***** Given records *****

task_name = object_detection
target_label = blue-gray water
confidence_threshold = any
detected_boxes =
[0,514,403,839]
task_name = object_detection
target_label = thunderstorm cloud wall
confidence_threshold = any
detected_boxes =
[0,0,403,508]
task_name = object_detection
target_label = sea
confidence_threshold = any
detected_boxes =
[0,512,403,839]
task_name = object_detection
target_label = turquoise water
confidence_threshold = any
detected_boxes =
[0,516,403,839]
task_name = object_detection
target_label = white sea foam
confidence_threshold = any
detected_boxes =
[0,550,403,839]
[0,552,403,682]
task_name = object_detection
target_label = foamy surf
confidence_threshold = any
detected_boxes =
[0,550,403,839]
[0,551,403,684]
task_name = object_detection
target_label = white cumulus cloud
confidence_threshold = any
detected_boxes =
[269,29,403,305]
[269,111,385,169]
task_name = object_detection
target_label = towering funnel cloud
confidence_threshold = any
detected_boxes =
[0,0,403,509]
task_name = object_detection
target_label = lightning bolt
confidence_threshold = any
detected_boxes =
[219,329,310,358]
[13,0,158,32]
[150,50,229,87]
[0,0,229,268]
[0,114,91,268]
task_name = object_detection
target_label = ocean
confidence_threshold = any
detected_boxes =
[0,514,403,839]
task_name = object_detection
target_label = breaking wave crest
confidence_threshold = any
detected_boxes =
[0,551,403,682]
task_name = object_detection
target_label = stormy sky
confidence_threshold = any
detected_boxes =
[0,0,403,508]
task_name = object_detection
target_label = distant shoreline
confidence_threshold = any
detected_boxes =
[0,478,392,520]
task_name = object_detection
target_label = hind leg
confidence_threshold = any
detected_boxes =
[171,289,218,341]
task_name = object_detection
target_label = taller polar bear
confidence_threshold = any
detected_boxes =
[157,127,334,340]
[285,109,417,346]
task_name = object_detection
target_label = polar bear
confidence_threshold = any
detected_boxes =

*****

The exercise »
Reproduce each of the items above, line for line and without any alteration.

Answer »
task_name = object_detection
target_label = blue-gray water
confidence_threshold = any
detected_boxes =
[0,514,403,839]
task_name = object_detection
target_label = thunderstorm cloud wall
confidence_threshold = any
detected_boxes =
[0,0,403,508]
task_name = object_detection
target_label = sea
confidence_threshold = any
detected_boxes =
[0,512,403,839]
task_name = object_detection
target_label = turquoise water
confidence_threshold = any
detected_boxes =
[0,516,403,839]
task_name = object_detection
target_label = white sea foam
confidence_threshold = any
detected_boxes =
[0,550,403,839]
[0,552,403,682]
task_name = object_detection
target_label = foamy surf
confidence_threshold = any
detected_boxes =
[0,550,403,839]
[0,551,403,684]
task_name = object_detection
target_label = white cumulus cloud
confidence_threshold = any
detected_boxes =
[269,29,403,305]
[269,111,385,169]
task_name = object_detection
target_label = towering funnel cloud
confidence_threshold = any
detected_boxes =
[0,0,403,509]
task_name = object_detection
target_label = lightning bolt
confidence_threshold = any
detected_boxes =
[219,329,310,358]
[13,0,158,32]
[150,50,229,87]
[0,0,229,268]
[0,114,91,268]
task_name = object_detection
target_label = ocean
confidence_threshold = any
detected_boxes =
[0,514,403,839]
task_name = object_detection
target_label = breaking wave crest
confidence_threshold = any
detected_boxes =
[0,551,403,682]
task_name = object_detection
target_label = stormy sky
confidence_threshold = any
detected_boxes =
[0,0,403,508]
task_name = object_detection
target_label = distant shoreline
confidence_threshold = any
detected_boxes =
[0,478,392,520]
task_name = object_detection
target_label = hind leg
confidence_threshold = any
detected_boxes =
[171,289,218,341]
task_name = object_detection
target_label = taller polar bear
confidence_threshold = any
detected_boxes =
[157,127,334,340]
[285,109,417,346]
task_name = object_detection
target_label = polar bear
confidence_threshold = any
detected_boxes =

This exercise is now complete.